» Problem statement: Down to the final character, output the records below as they stand.

------------------------------------------------------------

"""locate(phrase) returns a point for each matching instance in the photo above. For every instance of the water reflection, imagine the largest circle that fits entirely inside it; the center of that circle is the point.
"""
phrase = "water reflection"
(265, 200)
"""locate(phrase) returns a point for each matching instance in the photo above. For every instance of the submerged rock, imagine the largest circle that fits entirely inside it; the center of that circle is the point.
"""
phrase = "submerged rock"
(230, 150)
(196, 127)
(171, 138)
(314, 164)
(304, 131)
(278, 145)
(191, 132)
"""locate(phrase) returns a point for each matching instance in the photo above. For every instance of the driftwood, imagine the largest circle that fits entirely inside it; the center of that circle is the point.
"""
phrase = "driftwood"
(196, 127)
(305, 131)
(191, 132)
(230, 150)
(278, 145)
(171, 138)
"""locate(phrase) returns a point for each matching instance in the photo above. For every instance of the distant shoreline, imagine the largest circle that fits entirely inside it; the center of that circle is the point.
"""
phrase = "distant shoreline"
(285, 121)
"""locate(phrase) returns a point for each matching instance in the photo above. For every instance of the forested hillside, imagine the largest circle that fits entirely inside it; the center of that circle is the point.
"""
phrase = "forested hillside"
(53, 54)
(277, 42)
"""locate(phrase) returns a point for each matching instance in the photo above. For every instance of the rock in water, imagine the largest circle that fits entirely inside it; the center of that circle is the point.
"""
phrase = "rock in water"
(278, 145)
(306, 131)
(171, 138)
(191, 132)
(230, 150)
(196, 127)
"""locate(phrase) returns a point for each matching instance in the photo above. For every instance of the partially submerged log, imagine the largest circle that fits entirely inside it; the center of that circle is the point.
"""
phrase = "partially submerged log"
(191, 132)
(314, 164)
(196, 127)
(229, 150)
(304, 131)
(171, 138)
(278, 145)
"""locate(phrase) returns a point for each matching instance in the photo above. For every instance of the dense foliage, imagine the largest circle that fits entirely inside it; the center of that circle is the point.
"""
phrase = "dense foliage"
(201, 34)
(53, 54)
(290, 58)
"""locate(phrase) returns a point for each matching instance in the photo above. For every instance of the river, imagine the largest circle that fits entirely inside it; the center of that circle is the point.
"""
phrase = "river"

------------------------------------------------------------

» Task output:
"""locate(phrase) returns a point for each matching instance in the photo above. For every instance of the water reflection, imagine the largest circle that fits entirely inside it; the center of that circle is the point.
"""
phrase = "water reflection"
(265, 200)
"""locate(phrase) returns a point for each matching instance in the photo above. For every instance of the submerged rock, imagine the largest circle that fits entirely inside it; the center of that circle is the point.
"""
phrase = "submerged rock"
(230, 150)
(196, 127)
(171, 138)
(314, 164)
(304, 131)
(278, 145)
(191, 132)
"""locate(phrase) returns a point for each matching instance in the photo above. For every instance of the driftwood, imagine the largest circle that fits entirely inside it; the center of that circle is the point.
"""
phrase = "driftwood"
(196, 127)
(305, 131)
(191, 132)
(230, 150)
(278, 145)
(171, 138)
"""locate(phrase) returns a point for each matching instance in the photo above. For every instance of the distant shoreline, imagine the largest circle that fits entirely inside it; the center of that circle is the point.
"""
phrase = "distant shoreline"
(285, 121)
"""locate(phrase) returns a point for each matching instance in the photo above. For every instance of the forested hillside, imagine the largest circle that fits entirely inside it; the center of that circle is the point.
"""
phrase = "forested hillside"
(53, 54)
(277, 42)
"""locate(phrase) returns a point for each matching instance in the photo above. For every instance of the rock in water, imagine the largest circle that fits entirely inside it; the center of that circle is the point.
"""
phrase = "rock in water"
(278, 145)
(306, 131)
(171, 138)
(191, 132)
(230, 150)
(196, 127)
"""locate(phrase) returns a point for each matching instance in the photo above. For every instance of the partially submerged log, imagine the largest circle that fits entirely inside it; the center of that circle is the point.
"""
phrase = "partially submerged log"
(191, 132)
(314, 164)
(196, 127)
(229, 150)
(304, 131)
(171, 138)
(278, 145)
"""locate(phrase) returns a point for each matching instance in the photo above. For every instance of the dense foliage, imagine the largest circle that fits entirely inside it; the center of that circle is the point.
"""
phrase = "dense foliage"
(201, 34)
(53, 54)
(290, 58)
"""locate(phrase) returns a point for each matching instance in the photo above. For every instance of the river, imagine the largest circle that fits entirely inside it; the center of that circle is the point.
"""
phrase = "river"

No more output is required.